#### [Document text]
--- --- ---

Making the connection between the different stages of the same life cycle has been difficult, especially in the Ascomycota where, in some species, the teleomorph remains unknown or only rarely occurs. However, with the advances that have been made in mycological techniques, particularly in respect of genomic data, teleomorph binominals are now being linked to the corresponding anamorph binominal. The problem is that whilst scientists have been working with these species for some time and are familiar with the names which are cited correctly and in context, in wider circles the continual use of different binominals for the same species has led to growing confusion.

 

The 'International Code of Botanical Nomenclature' had previously allowed the use of separate names, but in 2011 the arrangement was effectively abolished with a proposal that the teleomorph binominal should be adopted as the official name of a species even if the anamorph had been in longer use. Scientists pretty much rejected the ruling as the anamorph stage of many species had been so widely studied in certain areas, such as agriculture and medical research, that the suggestion of changing established names in the field of science would cause even more confusion.

--- --- ---

#### [Dataset excerpts]
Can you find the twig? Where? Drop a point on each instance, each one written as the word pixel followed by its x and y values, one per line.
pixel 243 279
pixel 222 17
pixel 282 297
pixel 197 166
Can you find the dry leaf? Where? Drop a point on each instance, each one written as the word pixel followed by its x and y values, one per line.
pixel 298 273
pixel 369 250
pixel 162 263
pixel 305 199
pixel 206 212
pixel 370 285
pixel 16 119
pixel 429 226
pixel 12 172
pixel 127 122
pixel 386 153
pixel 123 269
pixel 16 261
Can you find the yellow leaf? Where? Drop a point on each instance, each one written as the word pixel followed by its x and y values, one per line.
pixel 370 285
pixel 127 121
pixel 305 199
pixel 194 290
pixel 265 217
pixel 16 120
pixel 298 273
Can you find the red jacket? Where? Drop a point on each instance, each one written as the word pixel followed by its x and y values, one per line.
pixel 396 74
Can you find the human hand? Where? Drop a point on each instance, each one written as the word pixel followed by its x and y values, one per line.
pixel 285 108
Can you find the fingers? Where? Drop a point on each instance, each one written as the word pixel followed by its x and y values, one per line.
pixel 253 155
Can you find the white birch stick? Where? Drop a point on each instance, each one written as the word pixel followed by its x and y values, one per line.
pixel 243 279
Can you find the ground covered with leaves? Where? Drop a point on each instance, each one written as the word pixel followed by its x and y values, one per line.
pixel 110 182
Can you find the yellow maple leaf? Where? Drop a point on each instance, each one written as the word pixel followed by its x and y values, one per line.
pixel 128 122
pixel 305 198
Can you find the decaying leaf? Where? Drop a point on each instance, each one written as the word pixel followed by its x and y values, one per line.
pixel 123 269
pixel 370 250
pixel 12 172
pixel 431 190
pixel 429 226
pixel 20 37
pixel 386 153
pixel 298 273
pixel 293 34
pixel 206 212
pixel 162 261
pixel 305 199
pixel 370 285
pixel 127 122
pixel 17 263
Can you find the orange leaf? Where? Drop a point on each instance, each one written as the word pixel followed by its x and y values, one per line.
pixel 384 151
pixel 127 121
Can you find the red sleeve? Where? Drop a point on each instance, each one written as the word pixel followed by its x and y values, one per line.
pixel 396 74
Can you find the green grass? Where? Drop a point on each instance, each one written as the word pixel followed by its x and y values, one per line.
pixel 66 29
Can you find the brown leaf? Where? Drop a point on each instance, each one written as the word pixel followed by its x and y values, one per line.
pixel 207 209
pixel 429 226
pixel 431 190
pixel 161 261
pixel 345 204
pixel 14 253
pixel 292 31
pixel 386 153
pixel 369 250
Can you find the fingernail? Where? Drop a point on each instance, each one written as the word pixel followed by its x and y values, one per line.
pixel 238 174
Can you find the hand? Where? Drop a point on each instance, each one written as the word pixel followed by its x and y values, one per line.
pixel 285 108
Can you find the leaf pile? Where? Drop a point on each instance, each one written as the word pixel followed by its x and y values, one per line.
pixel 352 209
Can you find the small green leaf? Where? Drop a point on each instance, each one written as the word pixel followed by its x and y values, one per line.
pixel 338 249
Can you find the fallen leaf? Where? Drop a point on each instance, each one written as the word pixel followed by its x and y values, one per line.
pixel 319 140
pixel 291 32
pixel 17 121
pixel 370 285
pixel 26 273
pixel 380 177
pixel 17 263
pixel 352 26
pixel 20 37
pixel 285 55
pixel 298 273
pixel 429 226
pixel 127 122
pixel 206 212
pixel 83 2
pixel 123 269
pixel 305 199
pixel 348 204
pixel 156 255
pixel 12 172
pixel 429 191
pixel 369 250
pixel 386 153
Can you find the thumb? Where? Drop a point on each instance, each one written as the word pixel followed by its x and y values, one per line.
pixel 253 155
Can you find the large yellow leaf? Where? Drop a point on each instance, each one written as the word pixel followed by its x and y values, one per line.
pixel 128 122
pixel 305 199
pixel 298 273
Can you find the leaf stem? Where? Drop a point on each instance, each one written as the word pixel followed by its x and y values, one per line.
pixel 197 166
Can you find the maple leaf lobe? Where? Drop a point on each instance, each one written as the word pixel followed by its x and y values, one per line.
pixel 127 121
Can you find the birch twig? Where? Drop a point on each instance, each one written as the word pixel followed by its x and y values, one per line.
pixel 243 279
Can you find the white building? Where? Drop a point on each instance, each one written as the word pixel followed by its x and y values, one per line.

--- --- ---

#### [Prompt]
In the text on binominals for life-cycle stages, which name did the 2011 proposal say should become a species' official name?

#### [Reply to the task]
The teleomorph binominal, even if the anamorph had been in longer use.